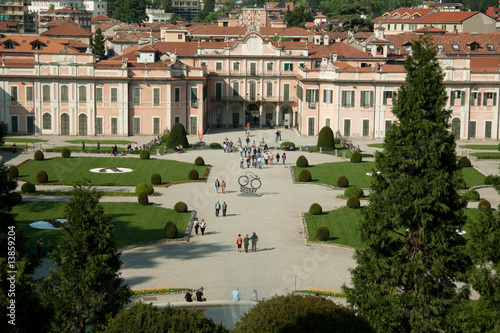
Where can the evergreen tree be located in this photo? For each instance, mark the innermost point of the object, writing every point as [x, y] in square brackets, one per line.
[98, 44]
[404, 279]
[86, 287]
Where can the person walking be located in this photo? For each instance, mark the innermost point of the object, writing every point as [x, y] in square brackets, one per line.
[224, 209]
[203, 225]
[254, 239]
[217, 208]
[246, 241]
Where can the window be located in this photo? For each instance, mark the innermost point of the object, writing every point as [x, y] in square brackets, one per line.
[156, 96]
[367, 98]
[327, 96]
[136, 96]
[114, 95]
[82, 93]
[46, 121]
[488, 96]
[348, 98]
[98, 94]
[46, 93]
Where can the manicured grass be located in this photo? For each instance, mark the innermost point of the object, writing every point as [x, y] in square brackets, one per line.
[70, 170]
[480, 147]
[133, 223]
[103, 142]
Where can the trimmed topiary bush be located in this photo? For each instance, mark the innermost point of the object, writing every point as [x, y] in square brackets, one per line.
[66, 153]
[354, 190]
[315, 209]
[170, 230]
[144, 188]
[193, 174]
[325, 138]
[342, 181]
[142, 199]
[356, 157]
[180, 207]
[156, 179]
[28, 188]
[38, 155]
[464, 162]
[322, 234]
[305, 176]
[353, 202]
[484, 204]
[42, 177]
[144, 154]
[199, 161]
[12, 172]
[471, 195]
[302, 162]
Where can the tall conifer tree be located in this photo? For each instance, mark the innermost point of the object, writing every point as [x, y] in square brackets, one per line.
[404, 280]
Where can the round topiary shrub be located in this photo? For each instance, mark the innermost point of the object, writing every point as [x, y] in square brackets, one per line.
[471, 195]
[180, 207]
[28, 188]
[322, 234]
[170, 230]
[66, 153]
[199, 161]
[144, 188]
[353, 202]
[193, 174]
[354, 190]
[142, 199]
[305, 176]
[42, 177]
[144, 154]
[464, 162]
[12, 172]
[302, 162]
[342, 181]
[484, 204]
[156, 179]
[38, 155]
[315, 209]
[356, 157]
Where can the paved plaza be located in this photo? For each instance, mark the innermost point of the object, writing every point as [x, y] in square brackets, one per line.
[282, 263]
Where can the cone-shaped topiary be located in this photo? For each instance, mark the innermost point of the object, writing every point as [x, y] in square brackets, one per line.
[315, 209]
[199, 161]
[325, 138]
[42, 177]
[38, 155]
[170, 230]
[342, 181]
[322, 234]
[193, 174]
[302, 162]
[356, 157]
[142, 199]
[156, 179]
[305, 176]
[353, 202]
[180, 207]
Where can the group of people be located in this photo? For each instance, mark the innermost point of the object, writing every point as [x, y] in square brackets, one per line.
[246, 241]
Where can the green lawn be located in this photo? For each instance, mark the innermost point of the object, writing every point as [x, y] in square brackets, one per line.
[69, 170]
[133, 223]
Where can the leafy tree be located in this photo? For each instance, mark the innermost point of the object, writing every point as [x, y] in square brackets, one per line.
[296, 313]
[404, 279]
[98, 44]
[86, 287]
[142, 317]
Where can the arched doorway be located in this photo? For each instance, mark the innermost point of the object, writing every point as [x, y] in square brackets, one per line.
[455, 128]
[64, 124]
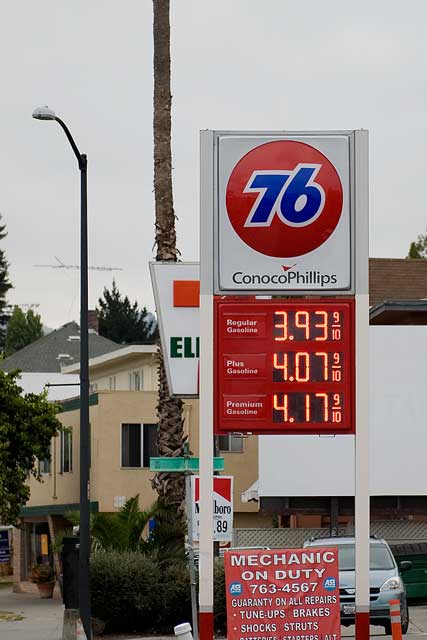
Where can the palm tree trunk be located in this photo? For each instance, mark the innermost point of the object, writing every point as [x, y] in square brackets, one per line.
[170, 437]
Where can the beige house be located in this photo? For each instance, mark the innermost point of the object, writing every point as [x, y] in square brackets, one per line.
[123, 426]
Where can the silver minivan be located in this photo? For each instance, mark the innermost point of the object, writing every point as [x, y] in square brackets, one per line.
[384, 578]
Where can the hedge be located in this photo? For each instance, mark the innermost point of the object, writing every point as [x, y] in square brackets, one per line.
[130, 592]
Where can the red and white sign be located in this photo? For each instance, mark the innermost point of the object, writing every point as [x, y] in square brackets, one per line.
[283, 213]
[222, 507]
[283, 594]
[284, 366]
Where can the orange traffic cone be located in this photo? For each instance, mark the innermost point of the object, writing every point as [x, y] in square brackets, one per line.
[396, 623]
[80, 635]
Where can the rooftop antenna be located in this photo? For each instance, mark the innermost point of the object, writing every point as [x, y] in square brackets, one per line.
[62, 265]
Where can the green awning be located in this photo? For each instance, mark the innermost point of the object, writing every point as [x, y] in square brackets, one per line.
[54, 509]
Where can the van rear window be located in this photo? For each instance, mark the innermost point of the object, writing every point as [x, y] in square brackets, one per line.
[380, 557]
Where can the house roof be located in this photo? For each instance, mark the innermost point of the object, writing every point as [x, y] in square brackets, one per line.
[56, 349]
[412, 312]
[124, 353]
[397, 279]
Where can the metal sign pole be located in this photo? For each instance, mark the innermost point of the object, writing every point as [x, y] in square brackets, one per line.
[361, 503]
[193, 590]
[206, 470]
[206, 388]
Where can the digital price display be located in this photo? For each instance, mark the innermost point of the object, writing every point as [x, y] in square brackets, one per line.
[284, 366]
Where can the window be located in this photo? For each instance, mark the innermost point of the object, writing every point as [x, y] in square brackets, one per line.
[230, 443]
[139, 444]
[135, 381]
[66, 444]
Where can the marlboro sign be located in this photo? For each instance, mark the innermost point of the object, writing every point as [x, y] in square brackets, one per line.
[222, 507]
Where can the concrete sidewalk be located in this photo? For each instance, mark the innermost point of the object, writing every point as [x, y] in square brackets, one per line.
[40, 619]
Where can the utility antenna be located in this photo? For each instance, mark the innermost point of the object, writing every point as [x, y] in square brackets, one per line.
[24, 305]
[61, 265]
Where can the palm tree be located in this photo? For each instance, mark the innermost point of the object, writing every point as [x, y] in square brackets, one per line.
[170, 439]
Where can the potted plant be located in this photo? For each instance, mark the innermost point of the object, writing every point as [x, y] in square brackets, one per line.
[43, 576]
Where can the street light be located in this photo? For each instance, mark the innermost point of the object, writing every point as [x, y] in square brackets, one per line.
[44, 113]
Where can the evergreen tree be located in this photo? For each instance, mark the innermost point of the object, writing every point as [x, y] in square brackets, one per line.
[418, 249]
[27, 425]
[22, 329]
[5, 285]
[123, 322]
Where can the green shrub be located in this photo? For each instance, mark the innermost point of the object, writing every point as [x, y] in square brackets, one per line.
[131, 592]
[125, 593]
[220, 611]
[175, 596]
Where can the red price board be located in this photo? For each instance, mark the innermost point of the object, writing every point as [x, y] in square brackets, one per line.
[284, 366]
[283, 594]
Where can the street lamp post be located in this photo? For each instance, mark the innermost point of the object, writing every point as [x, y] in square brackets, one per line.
[44, 113]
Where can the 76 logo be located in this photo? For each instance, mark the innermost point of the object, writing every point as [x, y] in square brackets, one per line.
[293, 196]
::::::
Directive
Lay out the rows above as a two-column CSV with the headers text and points. Give one CSV line for each "Where can the..." sentence, with the coordinates listed under it, putting each value in a single quoted field with line breaks turned into spaces; cover every row and omit the pictures.

Reply
text,points
"Where can the evergreen tree be located in this photo? For each instance, mark the innermost point of the object, writing every point as [x, y] in square brackets, one per line.","[98, 44] [404, 279] [86, 287]"
"Where can the person walking be located in this photo? For each instance, mark the innermost point of the object, writing every point as [x, y] in square brackets, one per line.","[224, 209] [203, 225] [254, 239] [217, 208] [246, 241]"
"Where can the window be located in this photo? For each instance, mark the innermost point of the object, writing every point as [x, y] in square brackets, one per line.","[156, 96] [367, 98] [327, 96] [136, 96] [114, 95] [82, 93] [46, 121] [488, 96] [348, 98] [98, 94] [46, 93]"
"Where can the manicured grass be located in this photo? For each instance, mark the innermost point of the object, writing every point as [x, y] in square brackets, one per line.","[70, 170] [480, 147] [133, 223] [103, 142]"
"Where can the trimmed topiary bush be located in this photo? For each instance, mark the innermost point of the object, writing every point as [x, y] in square brackets, one per line.","[66, 153] [354, 190] [315, 209] [170, 230] [144, 188] [193, 174] [325, 138] [342, 181] [142, 199] [356, 157] [180, 207] [156, 179] [28, 188] [38, 155] [464, 162] [322, 234] [305, 176] [353, 202] [484, 204] [42, 177] [144, 154] [199, 161] [12, 172] [471, 195] [302, 162]"
"Where can the tall conifer tree be located in this photo? For each instance, mark the innermost point of the object, writing every point as [x, y] in square brackets, one per line.","[404, 280]"
"Where can the round topiary shrub be located in this photo? For each instance, mark the innermost point of the object, writing every point as [x, y] in square brackets, one per line.","[471, 195] [180, 207] [28, 188] [322, 234] [170, 230] [66, 153] [199, 161] [144, 188] [353, 202] [193, 174] [354, 190] [142, 199] [305, 176] [42, 177] [144, 154] [464, 162] [12, 172] [302, 162] [342, 181] [484, 204] [156, 179] [38, 155] [315, 209] [356, 157]"
"Where can the paved plaza be located in this photo? For each instance, mark the innermost point of the object, writing every point as [x, y] in square brackets, one per line.","[282, 263]"
"Where can the cone-shaped topiary be located in this photo? For each instance, mark the innermost point of the object, writing every point as [x, y] in square brackets, one per line.","[315, 209] [199, 161] [325, 138] [42, 177] [38, 155] [170, 230] [342, 181] [322, 234] [193, 174] [302, 162] [356, 157] [142, 199] [156, 179] [305, 176] [353, 202] [180, 207]"
"Where can the group of people be located in this photo? For each instance, mark the innermost point of the object, writing every point as [x, y] in square brackets, one per line.","[246, 241]"
"Where can the green lawn be located in this photo? For each instance, mark the innermost point of the object, writing every point as [x, y] in square brackets, one per line.","[69, 170] [133, 223]"
"Where can the leafy tree be located in this photo? For each instance, mark the innermost point of the object, writing every point as [x, y] in square brackets, one per line.","[296, 313] [404, 279] [98, 44] [86, 287] [142, 317]"
"Where can the arched doorway be located in this photo? For each instance, mark the innermost point of the object, writing every point as [x, y] in square brackets, one per line.","[455, 128] [64, 124]"
"Where can the palm tree trunk be located in this photo? For each instance, mark the innermost point of the object, writing every point as [x, y] in square brackets, one per line.","[170, 437]"
"Where can the beige house be located in this photo? For each instance, mark the innermost point of the object, writing every point as [x, y] in square brackets, one per line.","[123, 426]"
"Where can the silver minivan be located in this photo? For each instance, mark the innermost point of the object, writing every point as [x, y] in square brackets, one per line.","[384, 578]"
"Where can the hedge be located in this photo? For each instance, mark the innermost point of the object, writing every point as [x, y] in square brackets, one per line.","[130, 592]"
"Where can the red and white sign be located in this photo? For each instance, mark the innermost point of the object, writing every point as [x, y] in square brackets, one per line.","[283, 213] [222, 507] [283, 594] [284, 366]"
"Where can the orange traffic cone be located in this photo? For each instance, mark the innermost point of the object, writing every point as [x, y] in square brackets, one per line.","[396, 623] [80, 635]"
"Where can the rooftop antenna be located in this photo? For each instance, mark the innermost point of the object, writing every point as [x, y] in square brackets, one per line.","[62, 265]"
"Where can the green awning be located in this photo? For each instance, mark the innermost point of the object, writing every point as [x, y] in square brackets, one per line.","[54, 509]"
"Where can the van rear window be located in this photo? For each instance, mark the innermost point of the object, writing every point as [x, y] in square brackets, one per line.","[380, 557]"
"Where can the house roof be located in this photo? For each instance, mark the innermost point of the object, writing every point as [x, y] in square brackets, one per line.","[56, 349] [412, 312] [124, 353] [397, 279]"
"Where can the metal sign pole be located in this photo? For each instance, mark the innermost point of the object, writing every point as [x, y] in square brackets, one per line.","[361, 503] [193, 590] [206, 470] [206, 388]"
"Where can the digital price display be located in this photo? For each instance, mark the innermost point of the object, writing every point as [x, y] in square brackets, one per line.","[284, 366]"
"Where can the window be located in this photo? For each instance, mark the innermost point of the object, writing every point as [x, y] in square brackets, one per line.","[230, 443] [139, 444] [135, 381] [66, 444]"
"Where can the marlboro sign be located in this photo? For each instance, mark the innermost point of the object, writing every point as [x, y] in square brackets, one per line.","[222, 507]"
"Where can the concrete sidewalk be located in this photo? For each instance, mark the innermost point of the object, writing every point as [x, y] in square brackets, one per line.","[40, 619]"
"Where can the utility antenna be located in this photo? For each instance, mark the innermost point of the object, writing every point as [x, y] in square brackets, one per line.","[24, 305] [61, 265]"
"Where can the palm tree be located in this photo? For each instance, mark the innermost point of the object, writing every point as [x, y] in square brackets, one per line.","[170, 439]"
"Where can the potted plant be located in this photo? For each instance, mark the innermost point of the object, writing every point as [x, y] in square brackets, one per line.","[43, 576]"
"Where can the street light be located in this photo? For each instance, mark the innermost point of the object, writing every point as [x, y] in square brackets, one per line.","[44, 113]"
"Where can the evergreen tree be located in this photo? For each instance, mark the innermost point of the object, writing every point as [x, y] in square brackets, one per line.","[418, 249] [27, 425] [22, 329] [5, 285] [123, 322]"
"Where can the green shrub be located in this photo? For each instance, mark the innermost point of the object, writing every point as [x, y] in square brackets, one per line.","[131, 592] [125, 593] [220, 611] [175, 596]"
"Where can the red price board be located in this photo? For each instance, mark the innermost point of the object, writing every point as [x, y] in square brackets, one per line.","[284, 366] [283, 594]"
"Where can the street lamp post be located in this photo? For each instance, mark the innermost point of the object, writing every point as [x, y] in square brackets, one per line.","[44, 113]"
"Where can the 76 logo be located in this photo? For each instance, mark the innermost point of the object, writing every point as [x, y] in square brackets, one per line.","[293, 196]"